READING TEXT =>
"""

Fast, Efficient Data Storage on an Arduino

Logging data on an Arduino is very much a trivial every-day task. Connect an SD card, open a file, and start printing data to it.

For many people that is good enough. It results in nice easily readable (by us humans) data.

But it's not fast. It's not efficient. It's perfectly fine for things like logging temperature every hour, or barometric pressure every 5 minutes, etc. But when you have large amounts of data to store very rapidly you have to think a little differently.

I came across a situation recently where it was necessary to store lots of data values very rapidly and be able to read them back again at a similar speed.  Now that could be done by writing those values to the file as text, maybe as a Comma Separated Values file (CSV), which is simple enough, but when it comes to reading that data back in on an Arduino things get decidedly complex. And complex means lots of code and large processing overheads.

So what is needed is a way of storing the data in such a way that it is trivial to read it back in.  So for this I am going to give you two small phrases that sum everything up quite neatly:

  • Human Readable
  • Machine Readable

That describes two types of file.  Human Readable files are things like text files, CSV files, etc. You can open them in a simple text editor and you understand what they are. It's just text.  However a computer has a hard time understanding them.  The opposite end of the spectrum is Machine Readable files. These can't be understood by a (normal) human being. You open them in a text editor and all you see is gibberish. It takes a special computer program to interpret them and display a representation of that data for a human to make head or tail of it.  A good example is a graphics file - say a PNG file.  Here is a PNG file opened in GEdit on Linux:


As you can see it's just nonsense. However open it with a graphics program and that program reads the file and uses it to create a picture you can see.

Such data is said to be Binary. It is important to note, of course, that binary contains text. That is, text files are just a subset of binary files.  In a binary file each entry (byte) can contain a value between 0 and 255. Text files just map the letters we all know and love to numbers within that range of 0-255. So there is absolutely no difference between a text and binary file - its is just that a binary file can contain more data outside the range of human understanding. For instance in the PNG file above you can see the word "PNG", and "HIDAT" and other letters and numbers besides the stuff that you can't understand. So a binary file that contains only bytes in the human readable range (also known as ASCII values - the American Standard Code for Information Interchange) we choose to call a text file.

So how does this help us store data more efficiently on an Arduino? Well, simply by stepping away from the limiting factors of the human interpretation of data and using a purely machine readable file.

"""

MATERIAL =>
"""

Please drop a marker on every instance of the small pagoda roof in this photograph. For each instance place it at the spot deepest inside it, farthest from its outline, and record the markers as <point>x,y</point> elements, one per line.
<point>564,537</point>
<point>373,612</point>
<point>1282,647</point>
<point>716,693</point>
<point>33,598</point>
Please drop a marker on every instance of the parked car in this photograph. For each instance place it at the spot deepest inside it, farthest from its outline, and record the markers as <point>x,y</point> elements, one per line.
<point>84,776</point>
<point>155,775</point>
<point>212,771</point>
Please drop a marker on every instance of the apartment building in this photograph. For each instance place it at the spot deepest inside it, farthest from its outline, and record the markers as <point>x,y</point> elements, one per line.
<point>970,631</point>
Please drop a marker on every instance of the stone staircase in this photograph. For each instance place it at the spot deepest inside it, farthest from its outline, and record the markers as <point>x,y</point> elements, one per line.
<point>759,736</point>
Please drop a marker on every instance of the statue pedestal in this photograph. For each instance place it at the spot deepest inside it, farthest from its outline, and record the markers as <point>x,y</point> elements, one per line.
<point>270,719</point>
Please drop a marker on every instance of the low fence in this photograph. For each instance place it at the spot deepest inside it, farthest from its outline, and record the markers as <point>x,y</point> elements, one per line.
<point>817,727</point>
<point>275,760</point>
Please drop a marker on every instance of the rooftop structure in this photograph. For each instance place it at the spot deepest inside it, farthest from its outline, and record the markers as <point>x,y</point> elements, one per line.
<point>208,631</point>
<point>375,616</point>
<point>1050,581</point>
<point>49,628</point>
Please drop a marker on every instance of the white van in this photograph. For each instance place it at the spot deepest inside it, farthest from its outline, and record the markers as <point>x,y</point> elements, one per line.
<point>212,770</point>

"""

Reproduce the Arduino data storage article between "Fast, Efficient Data" and "a little differently.", inclusive, updating "barometric pressure" to "relative humidity". Rely only on the Arduino data storage article for these tasks.

COMPLETE ANSWER =>
Fast, Efficient Data Storage on an Arduino

Logging data on an Arduino is very much a trivial every-day task. Connect an SD card, open a file, and start printing data to it.

For many people that is good enough. It results in nice easily readable (by us humans) data.

But it's not fast. It's not efficient. It's perfectly fine for things like logging temperature every hour, or relative humidity every 5 minutes, etc. But when you have large amounts of data to store very rapidly you have to think a little differently.